Exercise task → Transcribe the tail of the listing: start at the line containing "of the short" and stop after the last line, keeping every character as is and adding nothing.

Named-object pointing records
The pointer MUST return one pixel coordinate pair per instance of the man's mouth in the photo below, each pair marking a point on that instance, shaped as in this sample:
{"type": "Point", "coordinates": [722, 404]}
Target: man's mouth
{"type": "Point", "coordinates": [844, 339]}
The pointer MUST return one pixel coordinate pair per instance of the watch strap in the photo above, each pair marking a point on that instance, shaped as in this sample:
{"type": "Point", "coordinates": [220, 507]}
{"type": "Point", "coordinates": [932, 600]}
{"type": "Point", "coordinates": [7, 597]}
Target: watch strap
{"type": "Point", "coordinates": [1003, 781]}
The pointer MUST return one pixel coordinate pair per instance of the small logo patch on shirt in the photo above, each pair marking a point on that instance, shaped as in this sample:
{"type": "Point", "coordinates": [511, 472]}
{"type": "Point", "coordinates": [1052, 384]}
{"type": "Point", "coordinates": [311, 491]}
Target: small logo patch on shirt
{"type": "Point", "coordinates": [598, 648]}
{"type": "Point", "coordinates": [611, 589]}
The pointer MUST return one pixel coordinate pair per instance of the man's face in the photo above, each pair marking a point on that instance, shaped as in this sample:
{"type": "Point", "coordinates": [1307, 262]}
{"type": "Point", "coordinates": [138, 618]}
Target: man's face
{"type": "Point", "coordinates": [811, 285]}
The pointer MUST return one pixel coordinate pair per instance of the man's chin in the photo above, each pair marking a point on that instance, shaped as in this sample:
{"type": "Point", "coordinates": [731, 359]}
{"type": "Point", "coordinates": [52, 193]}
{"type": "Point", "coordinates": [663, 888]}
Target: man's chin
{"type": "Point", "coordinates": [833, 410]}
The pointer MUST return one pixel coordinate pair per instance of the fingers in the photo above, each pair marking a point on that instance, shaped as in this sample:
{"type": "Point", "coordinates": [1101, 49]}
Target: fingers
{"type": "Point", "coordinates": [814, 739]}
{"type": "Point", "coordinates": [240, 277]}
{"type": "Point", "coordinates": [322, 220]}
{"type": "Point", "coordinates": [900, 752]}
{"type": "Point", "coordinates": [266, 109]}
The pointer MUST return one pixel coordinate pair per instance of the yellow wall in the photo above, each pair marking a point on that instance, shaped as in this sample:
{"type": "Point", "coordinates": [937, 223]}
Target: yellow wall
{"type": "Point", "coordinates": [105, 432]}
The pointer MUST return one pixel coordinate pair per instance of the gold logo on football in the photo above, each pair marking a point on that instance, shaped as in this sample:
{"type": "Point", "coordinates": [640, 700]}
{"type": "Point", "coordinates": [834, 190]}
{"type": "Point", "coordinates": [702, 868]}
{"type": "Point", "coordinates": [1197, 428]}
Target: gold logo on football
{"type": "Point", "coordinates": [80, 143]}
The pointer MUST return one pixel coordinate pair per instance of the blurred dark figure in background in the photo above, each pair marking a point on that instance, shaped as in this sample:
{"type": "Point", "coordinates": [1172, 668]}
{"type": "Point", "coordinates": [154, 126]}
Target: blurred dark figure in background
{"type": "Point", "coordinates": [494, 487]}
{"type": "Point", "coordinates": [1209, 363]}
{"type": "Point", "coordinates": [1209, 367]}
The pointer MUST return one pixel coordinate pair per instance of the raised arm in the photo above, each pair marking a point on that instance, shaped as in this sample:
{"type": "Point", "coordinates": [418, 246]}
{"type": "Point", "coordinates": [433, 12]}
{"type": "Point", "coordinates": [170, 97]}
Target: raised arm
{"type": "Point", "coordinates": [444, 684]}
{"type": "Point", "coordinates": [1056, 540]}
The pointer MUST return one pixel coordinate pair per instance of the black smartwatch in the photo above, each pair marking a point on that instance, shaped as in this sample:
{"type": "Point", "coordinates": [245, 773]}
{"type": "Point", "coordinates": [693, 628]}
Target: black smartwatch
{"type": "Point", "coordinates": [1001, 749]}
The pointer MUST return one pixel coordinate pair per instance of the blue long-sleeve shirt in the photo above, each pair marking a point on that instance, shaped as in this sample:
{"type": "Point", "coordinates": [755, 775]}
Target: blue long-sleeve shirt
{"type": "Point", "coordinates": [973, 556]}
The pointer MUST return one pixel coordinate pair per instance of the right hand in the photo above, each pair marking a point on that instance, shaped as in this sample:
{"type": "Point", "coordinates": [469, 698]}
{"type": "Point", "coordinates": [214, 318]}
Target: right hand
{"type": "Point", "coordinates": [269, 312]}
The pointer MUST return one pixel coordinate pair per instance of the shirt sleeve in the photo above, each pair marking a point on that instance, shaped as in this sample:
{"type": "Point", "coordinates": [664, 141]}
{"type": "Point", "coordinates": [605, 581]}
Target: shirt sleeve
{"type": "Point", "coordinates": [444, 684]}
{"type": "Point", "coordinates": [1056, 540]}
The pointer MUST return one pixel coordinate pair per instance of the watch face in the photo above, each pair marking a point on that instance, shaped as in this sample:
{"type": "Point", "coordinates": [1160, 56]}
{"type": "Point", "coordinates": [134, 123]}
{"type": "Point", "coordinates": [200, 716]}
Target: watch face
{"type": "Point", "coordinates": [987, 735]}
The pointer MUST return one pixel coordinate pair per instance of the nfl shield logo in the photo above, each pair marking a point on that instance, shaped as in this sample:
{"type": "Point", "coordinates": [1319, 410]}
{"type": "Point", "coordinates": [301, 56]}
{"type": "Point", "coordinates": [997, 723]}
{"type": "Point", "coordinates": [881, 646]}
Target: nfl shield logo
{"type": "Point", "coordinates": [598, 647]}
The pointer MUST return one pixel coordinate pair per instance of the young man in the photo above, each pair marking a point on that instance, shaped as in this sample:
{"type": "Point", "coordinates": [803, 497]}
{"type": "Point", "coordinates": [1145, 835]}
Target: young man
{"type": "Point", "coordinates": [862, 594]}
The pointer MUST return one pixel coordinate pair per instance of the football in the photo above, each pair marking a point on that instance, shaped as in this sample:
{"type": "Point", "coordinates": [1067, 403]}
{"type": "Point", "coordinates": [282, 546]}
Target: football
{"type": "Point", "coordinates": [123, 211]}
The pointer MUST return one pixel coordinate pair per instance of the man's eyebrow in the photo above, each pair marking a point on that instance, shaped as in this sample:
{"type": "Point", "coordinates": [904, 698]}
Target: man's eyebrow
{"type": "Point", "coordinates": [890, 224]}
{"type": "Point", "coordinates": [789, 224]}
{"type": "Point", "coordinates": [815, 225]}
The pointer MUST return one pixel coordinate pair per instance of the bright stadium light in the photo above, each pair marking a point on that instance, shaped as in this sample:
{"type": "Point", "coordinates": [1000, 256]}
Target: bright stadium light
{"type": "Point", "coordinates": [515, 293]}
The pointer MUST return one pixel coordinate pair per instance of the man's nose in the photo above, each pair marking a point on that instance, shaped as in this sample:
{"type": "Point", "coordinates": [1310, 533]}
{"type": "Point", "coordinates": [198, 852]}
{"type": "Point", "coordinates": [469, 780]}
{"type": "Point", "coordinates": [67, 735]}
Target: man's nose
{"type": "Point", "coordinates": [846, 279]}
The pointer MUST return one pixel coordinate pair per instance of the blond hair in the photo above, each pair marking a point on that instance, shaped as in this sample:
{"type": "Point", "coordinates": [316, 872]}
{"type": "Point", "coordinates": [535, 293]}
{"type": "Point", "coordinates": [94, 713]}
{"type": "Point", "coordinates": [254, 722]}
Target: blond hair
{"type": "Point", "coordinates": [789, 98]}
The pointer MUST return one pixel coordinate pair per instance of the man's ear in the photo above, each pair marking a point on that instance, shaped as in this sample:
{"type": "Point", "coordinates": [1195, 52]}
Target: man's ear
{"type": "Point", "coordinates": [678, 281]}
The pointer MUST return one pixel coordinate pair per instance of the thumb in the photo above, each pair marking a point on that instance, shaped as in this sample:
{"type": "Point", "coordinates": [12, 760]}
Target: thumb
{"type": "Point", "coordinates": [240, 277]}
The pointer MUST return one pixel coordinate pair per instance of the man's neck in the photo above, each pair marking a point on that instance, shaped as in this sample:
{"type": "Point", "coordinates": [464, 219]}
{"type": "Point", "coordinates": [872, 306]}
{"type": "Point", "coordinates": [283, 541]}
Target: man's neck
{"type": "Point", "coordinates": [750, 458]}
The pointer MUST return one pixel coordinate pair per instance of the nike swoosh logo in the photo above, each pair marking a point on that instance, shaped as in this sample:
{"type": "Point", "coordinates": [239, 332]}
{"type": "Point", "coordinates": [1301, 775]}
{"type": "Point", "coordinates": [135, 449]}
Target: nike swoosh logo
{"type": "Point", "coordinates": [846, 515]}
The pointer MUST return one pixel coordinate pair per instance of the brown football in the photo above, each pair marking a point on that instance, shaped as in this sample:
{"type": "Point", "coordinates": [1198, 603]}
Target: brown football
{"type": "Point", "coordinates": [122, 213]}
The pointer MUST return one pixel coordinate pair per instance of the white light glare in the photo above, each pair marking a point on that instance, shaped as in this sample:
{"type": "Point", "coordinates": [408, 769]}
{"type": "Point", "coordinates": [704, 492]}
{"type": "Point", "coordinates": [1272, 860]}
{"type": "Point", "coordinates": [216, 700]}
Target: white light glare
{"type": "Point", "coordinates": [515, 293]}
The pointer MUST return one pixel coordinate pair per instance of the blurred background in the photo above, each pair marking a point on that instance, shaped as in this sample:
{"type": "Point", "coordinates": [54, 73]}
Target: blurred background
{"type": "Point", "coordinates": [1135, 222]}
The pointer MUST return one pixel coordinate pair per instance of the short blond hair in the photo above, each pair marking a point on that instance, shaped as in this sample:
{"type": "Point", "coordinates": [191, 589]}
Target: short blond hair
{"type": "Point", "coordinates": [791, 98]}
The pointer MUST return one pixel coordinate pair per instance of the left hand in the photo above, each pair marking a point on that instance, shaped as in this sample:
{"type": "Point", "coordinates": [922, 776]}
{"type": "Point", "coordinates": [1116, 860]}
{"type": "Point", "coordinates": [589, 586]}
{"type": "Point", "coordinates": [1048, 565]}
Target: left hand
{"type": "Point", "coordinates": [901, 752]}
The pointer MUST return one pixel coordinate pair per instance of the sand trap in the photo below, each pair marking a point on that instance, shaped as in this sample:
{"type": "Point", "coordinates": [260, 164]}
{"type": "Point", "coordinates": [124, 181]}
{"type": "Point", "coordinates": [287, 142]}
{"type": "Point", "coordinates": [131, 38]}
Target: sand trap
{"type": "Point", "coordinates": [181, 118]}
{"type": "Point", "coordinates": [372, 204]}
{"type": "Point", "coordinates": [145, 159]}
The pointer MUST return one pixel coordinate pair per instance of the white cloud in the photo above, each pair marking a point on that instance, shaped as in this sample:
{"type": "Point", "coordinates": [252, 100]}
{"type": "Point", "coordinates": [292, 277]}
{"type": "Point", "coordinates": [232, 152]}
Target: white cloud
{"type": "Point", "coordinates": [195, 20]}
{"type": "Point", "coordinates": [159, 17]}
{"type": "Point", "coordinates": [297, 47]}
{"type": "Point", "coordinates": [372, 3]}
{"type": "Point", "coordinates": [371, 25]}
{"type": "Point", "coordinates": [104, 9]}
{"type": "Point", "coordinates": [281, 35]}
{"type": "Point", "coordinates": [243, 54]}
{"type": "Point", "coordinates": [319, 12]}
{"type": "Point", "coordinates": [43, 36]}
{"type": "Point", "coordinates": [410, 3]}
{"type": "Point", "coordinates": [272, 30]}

Worked solution →
The pointer MUST return one pixel coordinate pair per instance of the short blond hair in the photo above, each pair marking a point on that instance, shaped as in this sample:
{"type": "Point", "coordinates": [191, 589]}
Target: short blond hair
{"type": "Point", "coordinates": [791, 98]}
The pointer MUST return one pixel coordinate pair per instance of the left hand in the photo above, each pair marking a point on that instance, shaped as in this sample:
{"type": "Point", "coordinates": [922, 776]}
{"type": "Point", "coordinates": [1116, 860]}
{"type": "Point", "coordinates": [589, 586]}
{"type": "Point", "coordinates": [1048, 565]}
Target: left hand
{"type": "Point", "coordinates": [901, 752]}
The pointer MUST return one pixel coordinate pair per instance of the sand trap in the photo below, each pair marking a point on that instance, shaped as in this sample:
{"type": "Point", "coordinates": [260, 164]}
{"type": "Point", "coordinates": [124, 181]}
{"type": "Point", "coordinates": [287, 142]}
{"type": "Point", "coordinates": [131, 38]}
Target: sand trap
{"type": "Point", "coordinates": [181, 118]}
{"type": "Point", "coordinates": [372, 204]}
{"type": "Point", "coordinates": [145, 159]}
The pointer MUST return one pixel coordinate pair per instance of the white cloud in the photo above, each pair marking a point on that instance, shaped as in this sample:
{"type": "Point", "coordinates": [252, 100]}
{"type": "Point", "coordinates": [292, 277]}
{"type": "Point", "coordinates": [232, 152]}
Target: white cloud
{"type": "Point", "coordinates": [195, 20]}
{"type": "Point", "coordinates": [159, 17]}
{"type": "Point", "coordinates": [297, 47]}
{"type": "Point", "coordinates": [372, 3]}
{"type": "Point", "coordinates": [371, 25]}
{"type": "Point", "coordinates": [104, 9]}
{"type": "Point", "coordinates": [281, 35]}
{"type": "Point", "coordinates": [243, 54]}
{"type": "Point", "coordinates": [319, 12]}
{"type": "Point", "coordinates": [43, 36]}
{"type": "Point", "coordinates": [410, 3]}
{"type": "Point", "coordinates": [272, 30]}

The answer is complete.